#### TASK INSTRUCTIONS
Print every entry exactly as it appears, but skip the pictures.

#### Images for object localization
===
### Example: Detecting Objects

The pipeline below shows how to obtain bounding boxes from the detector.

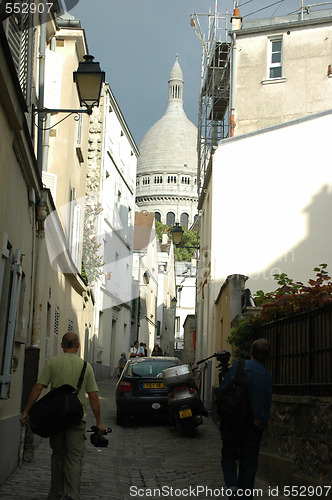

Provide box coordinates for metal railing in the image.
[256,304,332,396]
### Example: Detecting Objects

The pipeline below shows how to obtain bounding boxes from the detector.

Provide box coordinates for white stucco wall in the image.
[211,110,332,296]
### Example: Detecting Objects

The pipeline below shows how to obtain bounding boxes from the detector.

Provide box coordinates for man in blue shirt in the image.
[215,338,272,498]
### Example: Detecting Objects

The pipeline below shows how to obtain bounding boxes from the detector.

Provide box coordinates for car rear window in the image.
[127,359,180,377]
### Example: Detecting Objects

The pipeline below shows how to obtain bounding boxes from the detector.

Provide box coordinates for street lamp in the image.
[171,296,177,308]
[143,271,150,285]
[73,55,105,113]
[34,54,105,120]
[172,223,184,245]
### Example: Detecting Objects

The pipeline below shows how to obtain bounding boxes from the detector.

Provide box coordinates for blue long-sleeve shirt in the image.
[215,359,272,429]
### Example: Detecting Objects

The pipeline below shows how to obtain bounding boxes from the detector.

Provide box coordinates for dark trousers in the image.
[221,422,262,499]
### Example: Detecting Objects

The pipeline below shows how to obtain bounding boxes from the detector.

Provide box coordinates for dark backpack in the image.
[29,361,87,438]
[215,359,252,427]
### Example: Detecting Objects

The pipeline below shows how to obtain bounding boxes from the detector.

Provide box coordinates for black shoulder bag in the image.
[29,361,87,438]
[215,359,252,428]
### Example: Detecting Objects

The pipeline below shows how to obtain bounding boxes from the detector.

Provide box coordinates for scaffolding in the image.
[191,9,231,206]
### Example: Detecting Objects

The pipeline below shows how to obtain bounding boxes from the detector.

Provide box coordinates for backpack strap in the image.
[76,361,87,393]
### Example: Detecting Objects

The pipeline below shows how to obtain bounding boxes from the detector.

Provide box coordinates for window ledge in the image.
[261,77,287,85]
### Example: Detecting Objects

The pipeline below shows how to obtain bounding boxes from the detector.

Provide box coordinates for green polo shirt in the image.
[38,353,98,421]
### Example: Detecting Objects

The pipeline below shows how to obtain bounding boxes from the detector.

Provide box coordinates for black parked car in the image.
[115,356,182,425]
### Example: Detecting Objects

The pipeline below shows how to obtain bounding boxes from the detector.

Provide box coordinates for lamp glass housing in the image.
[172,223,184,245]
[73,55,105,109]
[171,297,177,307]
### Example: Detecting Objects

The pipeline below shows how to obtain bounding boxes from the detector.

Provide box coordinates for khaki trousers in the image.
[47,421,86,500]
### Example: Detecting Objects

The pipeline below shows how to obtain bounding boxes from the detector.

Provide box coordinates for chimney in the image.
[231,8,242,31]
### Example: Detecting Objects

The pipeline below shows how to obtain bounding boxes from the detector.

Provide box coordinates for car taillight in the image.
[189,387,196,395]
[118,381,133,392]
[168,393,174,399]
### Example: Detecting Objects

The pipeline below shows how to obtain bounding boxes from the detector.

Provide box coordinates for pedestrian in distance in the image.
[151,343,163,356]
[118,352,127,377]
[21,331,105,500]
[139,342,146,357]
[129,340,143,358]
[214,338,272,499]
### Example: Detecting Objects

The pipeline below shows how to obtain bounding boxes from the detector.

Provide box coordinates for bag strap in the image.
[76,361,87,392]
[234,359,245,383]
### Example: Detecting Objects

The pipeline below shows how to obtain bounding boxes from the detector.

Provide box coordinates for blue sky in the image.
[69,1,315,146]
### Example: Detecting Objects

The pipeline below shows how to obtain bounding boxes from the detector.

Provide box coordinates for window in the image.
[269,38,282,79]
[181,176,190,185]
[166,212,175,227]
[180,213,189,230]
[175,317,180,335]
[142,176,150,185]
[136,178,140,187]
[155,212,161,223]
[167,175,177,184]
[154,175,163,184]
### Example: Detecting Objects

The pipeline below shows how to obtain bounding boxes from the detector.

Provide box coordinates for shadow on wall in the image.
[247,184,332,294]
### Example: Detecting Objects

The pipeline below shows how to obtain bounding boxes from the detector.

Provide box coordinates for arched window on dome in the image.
===
#### RESPONSE AREA
### Example: Detecting Objects

The pipeline below shows how to obtain bounding boxes from the detector.


Provide box coordinates for metal railing in the image.
[256,304,332,396]
### Example: Detecting Objects

The pipeline below shows how to obtain bounding boxes from the detector.

Provide box coordinates for white stucco wall in the image.
[211,110,332,296]
### Example: Detecting Objects

The pipeline below shows how to obtain bounding boxes from the detector.

Provide box coordinates for man in blue shirt in the image.
[215,338,272,498]
### Example: Detecting Objects

The pipeline below shows how to obtain bounding boxes from the detector.

Provide box coordinates for car rear window in the image.
[127,359,180,377]
### Example: Detecting Objects

The pipeline below shows how to obtain bounding boxes from the detector.

Provide box coordinates for street lamp in the image.
[171,296,177,308]
[143,271,150,285]
[73,55,105,113]
[34,54,105,120]
[172,223,184,245]
### Example: Detecting Objects

The pipeline below shows how to obtain bounding boxes from the detector.

Provide box coordinates for blue long-sleeve shirt in the image.
[215,359,272,429]
### Example: Detecting Objects

The pipeline below shows how to obtain bounding boxes from the detector.

Provide box coordinates for dark trousers in the image.
[221,422,262,499]
### Example: Detecting Objects

The pipeline below shows how to obtain bounding boxes from the detector.

Provide box coordinates for dark backpack in the image.
[29,361,87,438]
[215,359,252,427]
### Example: Detecting Objects

The pipeline below shows how to obtain bounding boxes from the detector.

Provide box coordinates for black shoulder bag in the image.
[29,361,87,438]
[215,359,252,428]
### Example: Detecting Objects

The pipeline below shows how to obtain bounding boxes from the detector.

Provide box coordinates for scaffolding in the image.
[191,9,231,206]
### Example: Detecting Objects

The pipeline below shows how to obtain bounding boxes from the detector.

Provide box coordinates for backpack strap in the image.
[76,361,87,393]
### Example: Detecting Objects

The pipeline below shows how to obtain bounding boxes from the detector.

Provide box coordinates for window ledge in the image.
[261,77,287,85]
### Example: Detecting Objects

The pipeline below shows how to obtain bounding boxes from the detector.

Provide box coordinates for green polo shirt in the image.
[38,353,98,421]
### Example: Detecting Objects

The pipeline below shows how to obtain bounding boxes from the detector.

Provide box coordinates for black parked car in the image.
[115,356,182,425]
### Example: Detecting Objects

The pipeline below shows how to obtain bounding boxes from the detector.

Provide box coordinates for lamp glass housing in the image.
[172,223,184,245]
[73,55,105,109]
[171,297,177,307]
### Example: Detecting Objects

The pipeline below shows how to obtain bounding boxes from the detector.

Provide box coordinates for khaki trousers in the image.
[47,421,86,500]
### Example: Detecting Objects

The pipeline below shows how to obtain bounding boxes from the detector.

Provide box coordinates for chimney in the image.
[231,8,242,31]
### Example: Detecting Objects

The pipeline below shows how to obtain bounding boxes from the detector.

Provide box coordinates for car taillight in the image.
[189,387,196,395]
[118,381,133,392]
[168,393,174,399]
### Example: Detecting Objects

The pipeline below shows how to obtain bounding boxes from the detector.

Provide box coordinates for pedestrian in distance in the image.
[151,343,163,356]
[118,352,127,377]
[21,331,105,500]
[139,342,146,357]
[129,340,143,358]
[214,338,272,499]
### Example: Detecting Objects

The pipeline below shows how to obtain bounding boxes from the detector.

Provide box coordinates for bag strap in the image.
[76,361,87,392]
[234,359,245,383]
### Example: Detecting Objects

The pipeline below shows how to obtain bounding boxes from the detector.

Provide box coordinates for blue sky in the image.
[69,1,315,146]
### Example: Detecting Objects

The pipeline below shows how to obtain bounding boxes from the detector.

Provide box coordinates for window in the image.
[269,38,282,79]
[181,176,190,185]
[166,212,175,227]
[180,213,189,230]
[175,317,180,335]
[142,176,150,185]
[136,178,140,187]
[155,212,161,223]
[167,175,177,184]
[154,175,163,184]
### Example: Detecting Objects

The pipeline below shows how to obtain bounding boxes from the detector.

Provide box coordinates for shadow on wall in the image.
[247,184,332,294]
### Example: Detecting Objects

The pipeline below shows how to obtain bounding boxes from the detector.

Provide box coordinates for arched window on dome in the image.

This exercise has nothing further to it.